▶ **Assignment**: Without including any images, please transcribe all the lines below exactly.

▶ **Records supplied**:
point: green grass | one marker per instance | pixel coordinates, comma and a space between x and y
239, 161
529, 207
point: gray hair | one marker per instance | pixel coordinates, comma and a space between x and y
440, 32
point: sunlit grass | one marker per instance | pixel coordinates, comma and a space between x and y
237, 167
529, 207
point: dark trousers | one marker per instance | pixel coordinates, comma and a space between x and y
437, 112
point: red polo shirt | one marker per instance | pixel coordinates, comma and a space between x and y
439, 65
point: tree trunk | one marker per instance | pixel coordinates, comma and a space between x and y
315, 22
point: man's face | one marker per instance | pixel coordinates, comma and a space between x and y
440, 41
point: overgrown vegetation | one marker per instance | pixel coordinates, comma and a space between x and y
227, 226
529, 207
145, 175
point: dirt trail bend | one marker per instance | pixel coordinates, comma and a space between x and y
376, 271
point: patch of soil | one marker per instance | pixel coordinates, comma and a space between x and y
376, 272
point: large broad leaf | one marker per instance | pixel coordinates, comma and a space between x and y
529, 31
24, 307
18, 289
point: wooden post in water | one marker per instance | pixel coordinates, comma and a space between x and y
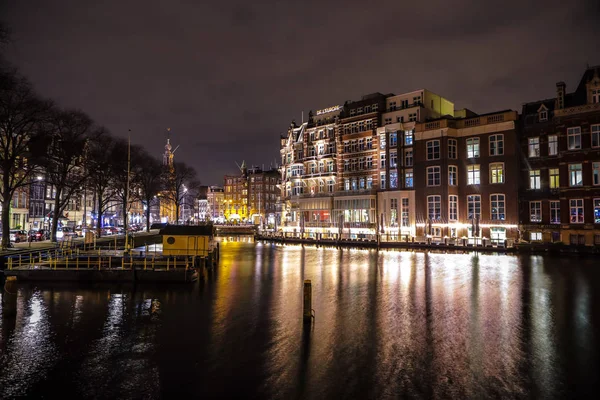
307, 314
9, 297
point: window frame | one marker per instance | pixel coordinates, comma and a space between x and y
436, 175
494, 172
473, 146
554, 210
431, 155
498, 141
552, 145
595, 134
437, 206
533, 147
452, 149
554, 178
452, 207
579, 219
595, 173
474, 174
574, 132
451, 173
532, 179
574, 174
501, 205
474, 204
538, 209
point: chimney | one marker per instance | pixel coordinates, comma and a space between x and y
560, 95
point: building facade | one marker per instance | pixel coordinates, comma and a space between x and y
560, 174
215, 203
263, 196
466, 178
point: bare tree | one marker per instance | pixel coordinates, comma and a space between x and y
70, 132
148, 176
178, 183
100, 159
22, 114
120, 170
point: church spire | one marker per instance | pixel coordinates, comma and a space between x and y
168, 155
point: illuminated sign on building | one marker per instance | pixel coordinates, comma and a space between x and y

▶ **Solution to the problem**:
point: green grass | one marker per instance | pixel coordinates, comma and a space between x and y
239, 161
529, 207
point: gray hair | one marker per instance | pixel coordinates, comma and a space between x and y
440, 32
point: sunlit grass | one marker per instance | pixel coordinates, comma and a space between x and y
237, 167
529, 207
point: dark trousers | one marker per instance | pixel coordinates, comma and a space between x and y
437, 112
point: red polo shirt | one marker per instance | pixel coordinates, comma and a space between x and y
439, 65
point: tree trunk | one marker per instance | pixel coordinates, comma and a space between x and y
315, 22
point: man's face | one marker per instance | pixel coordinates, comma and a space between x and y
440, 41
point: overgrown vegetation | one marker per instance | pixel coordinates, comma and a space between x and y
227, 226
529, 207
145, 175
point: dirt trail bend | one marker per instance | pixel coordinates, comma and a space between x and y
376, 271
point: patch of soil | one marker per instance | pixel coordinates, comma and a space between x and y
376, 272
point: large broad leaf | one marker per instance | pixel coordinates, comma and a space between x and y
529, 31
24, 307
18, 289
point: wooden post in water | one marker per instance | pixel coordinates, comma and a space between x and y
307, 314
9, 297
point: window frame | one marker per instance | pixel coordinates, comma and a space between x and y
436, 175
494, 172
473, 146
554, 210
431, 155
498, 141
552, 145
595, 134
437, 206
533, 147
452, 149
554, 178
452, 207
579, 219
595, 173
474, 174
574, 132
451, 173
532, 179
574, 174
501, 205
474, 204
538, 209
point: chimney | one marker per instance | pixel coordinates, comma and a space between x and y
560, 95
point: building facade | one marker per instance | pixel coordinates, comma and a space between x and y
560, 174
215, 203
263, 196
466, 178
point: bare tree | one marker per instance | pixel coordinates, comma and a space between x and y
70, 132
148, 176
178, 183
100, 159
22, 114
120, 170
point: church spire | one marker per instance | pixel coordinates, comma and a space between x and y
168, 155
point: illuminated sign on building | one marker per instance | pixel coordinates, comma and a space between x and y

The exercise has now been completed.